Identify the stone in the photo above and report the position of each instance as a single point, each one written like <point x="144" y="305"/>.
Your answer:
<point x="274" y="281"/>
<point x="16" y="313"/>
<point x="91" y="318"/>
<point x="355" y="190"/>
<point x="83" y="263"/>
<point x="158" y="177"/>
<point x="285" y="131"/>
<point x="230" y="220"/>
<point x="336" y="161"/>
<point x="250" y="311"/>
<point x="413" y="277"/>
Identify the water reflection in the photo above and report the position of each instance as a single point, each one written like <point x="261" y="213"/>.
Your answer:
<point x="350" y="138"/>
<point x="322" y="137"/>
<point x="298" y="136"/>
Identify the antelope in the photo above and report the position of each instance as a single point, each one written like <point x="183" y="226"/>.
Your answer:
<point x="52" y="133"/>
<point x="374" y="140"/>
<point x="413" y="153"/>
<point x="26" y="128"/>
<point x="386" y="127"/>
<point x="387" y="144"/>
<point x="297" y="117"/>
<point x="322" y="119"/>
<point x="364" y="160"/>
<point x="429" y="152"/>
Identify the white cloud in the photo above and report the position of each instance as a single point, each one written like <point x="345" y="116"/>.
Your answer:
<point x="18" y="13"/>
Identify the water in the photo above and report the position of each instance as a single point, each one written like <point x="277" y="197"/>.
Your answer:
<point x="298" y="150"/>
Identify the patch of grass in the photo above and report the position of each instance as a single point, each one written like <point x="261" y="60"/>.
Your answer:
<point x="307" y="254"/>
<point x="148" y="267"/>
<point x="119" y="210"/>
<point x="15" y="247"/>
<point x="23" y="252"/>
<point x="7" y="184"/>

● ● ● ● ●

What is required
Retype the material in full, character for character.

Response below
Identify the stone in the photo above and report the position of each instance as a single point, each one written like <point x="144" y="305"/>.
Your answer:
<point x="274" y="281"/>
<point x="16" y="313"/>
<point x="91" y="318"/>
<point x="355" y="190"/>
<point x="83" y="263"/>
<point x="158" y="177"/>
<point x="285" y="131"/>
<point x="230" y="220"/>
<point x="336" y="161"/>
<point x="250" y="311"/>
<point x="413" y="277"/>
Identify the water reflection in the photo above and report the position of each instance as a single point, each one written like <point x="261" y="213"/>.
Your answer:
<point x="350" y="138"/>
<point x="322" y="137"/>
<point x="298" y="136"/>
Identify the antelope in the photo above and report the position of each instance as a single point, each one written like <point x="183" y="226"/>.
Your answer:
<point x="52" y="133"/>
<point x="374" y="140"/>
<point x="413" y="153"/>
<point x="26" y="128"/>
<point x="386" y="127"/>
<point x="387" y="144"/>
<point x="297" y="117"/>
<point x="322" y="119"/>
<point x="364" y="160"/>
<point x="429" y="152"/>
Identify the white cloud in the photo above and report the position of each instance as a single point, each one written like <point x="345" y="116"/>.
Your answer:
<point x="18" y="13"/>
Identify the water in the photo above and report the position of each instance as a single point, each one written like <point x="277" y="197"/>.
Your answer:
<point x="298" y="150"/>
Identify the patch of grass in the photo above and report the position of each instance as a single point, each one written like <point x="261" y="60"/>.
Your answer:
<point x="307" y="254"/>
<point x="148" y="267"/>
<point x="119" y="210"/>
<point x="15" y="247"/>
<point x="23" y="252"/>
<point x="7" y="184"/>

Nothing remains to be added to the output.